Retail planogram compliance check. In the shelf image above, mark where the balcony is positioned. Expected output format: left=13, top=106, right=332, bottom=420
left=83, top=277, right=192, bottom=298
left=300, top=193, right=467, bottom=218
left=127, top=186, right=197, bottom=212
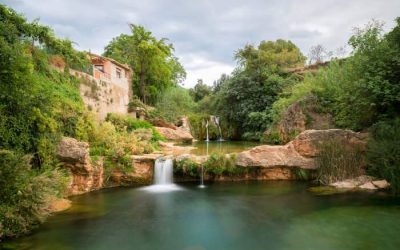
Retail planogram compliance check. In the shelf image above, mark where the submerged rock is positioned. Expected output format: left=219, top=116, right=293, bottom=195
left=46, top=197, right=71, bottom=213
left=372, top=180, right=390, bottom=189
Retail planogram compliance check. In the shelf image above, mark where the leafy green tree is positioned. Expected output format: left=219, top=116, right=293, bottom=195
left=103, top=24, right=186, bottom=104
left=189, top=79, right=212, bottom=102
left=0, top=150, right=65, bottom=239
left=155, top=86, right=196, bottom=123
left=208, top=40, right=305, bottom=139
left=235, top=39, right=306, bottom=75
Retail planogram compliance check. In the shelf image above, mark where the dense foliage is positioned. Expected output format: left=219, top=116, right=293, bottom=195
left=191, top=40, right=305, bottom=140
left=0, top=150, right=65, bottom=239
left=153, top=86, right=195, bottom=123
left=367, top=117, right=400, bottom=194
left=104, top=24, right=186, bottom=104
left=316, top=139, right=364, bottom=185
left=0, top=5, right=89, bottom=237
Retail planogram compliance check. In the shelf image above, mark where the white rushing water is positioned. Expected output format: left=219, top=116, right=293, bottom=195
left=143, top=158, right=180, bottom=192
left=212, top=116, right=224, bottom=141
left=206, top=120, right=210, bottom=141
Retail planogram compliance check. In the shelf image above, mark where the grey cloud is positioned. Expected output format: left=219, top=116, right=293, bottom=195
left=0, top=0, right=400, bottom=86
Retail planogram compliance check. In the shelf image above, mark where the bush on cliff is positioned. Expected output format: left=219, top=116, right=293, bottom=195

**Task**: Reproduce all of the entries above word for word, leaving out the pictures.

**Solution**:
Retail planogram compliance check. In the shelf image above, mark where the balcony is positioned. Expected output format: left=13, top=106, right=332, bottom=420
left=83, top=277, right=192, bottom=298
left=300, top=193, right=467, bottom=218
left=127, top=186, right=197, bottom=212
Retail planogram compliance check. In the shelf image above, mark where the submerged rock is positioned. Expected output format: left=219, top=116, right=293, bottom=195
left=46, top=197, right=71, bottom=213
left=372, top=180, right=390, bottom=189
Retail planogram compliance check. In the shelf image above, mark where the leafy green tree is positioned. Expected output format: left=219, top=116, right=293, bottom=195
left=103, top=24, right=186, bottom=104
left=189, top=79, right=212, bottom=102
left=0, top=150, right=65, bottom=239
left=155, top=86, right=196, bottom=123
left=208, top=40, right=305, bottom=139
left=235, top=39, right=306, bottom=75
Retail planogram compliance check. In the shelf image above, mark where the dense foliage is positioned. Expected output format: left=219, top=116, right=293, bottom=195
left=191, top=40, right=305, bottom=140
left=0, top=150, right=65, bottom=239
left=153, top=86, right=195, bottom=123
left=367, top=117, right=400, bottom=194
left=104, top=24, right=186, bottom=104
left=316, top=139, right=364, bottom=185
left=0, top=5, right=89, bottom=237
Retail planogram compliance check. In the shelf image above, mark where the white rushing water is positioned. Expected output format: left=219, top=116, right=293, bottom=195
left=143, top=158, right=180, bottom=192
left=212, top=116, right=224, bottom=141
left=206, top=120, right=210, bottom=141
Retail planogram compliance check. In the shelf image above, mark where the grey cloud is positioned. Expected output format: left=219, top=116, right=293, bottom=195
left=0, top=0, right=400, bottom=86
Retail planogram compliance check. In the shelf image above, mark where the bush on cliff is positioned. Expected output format: left=219, top=116, right=293, bottom=195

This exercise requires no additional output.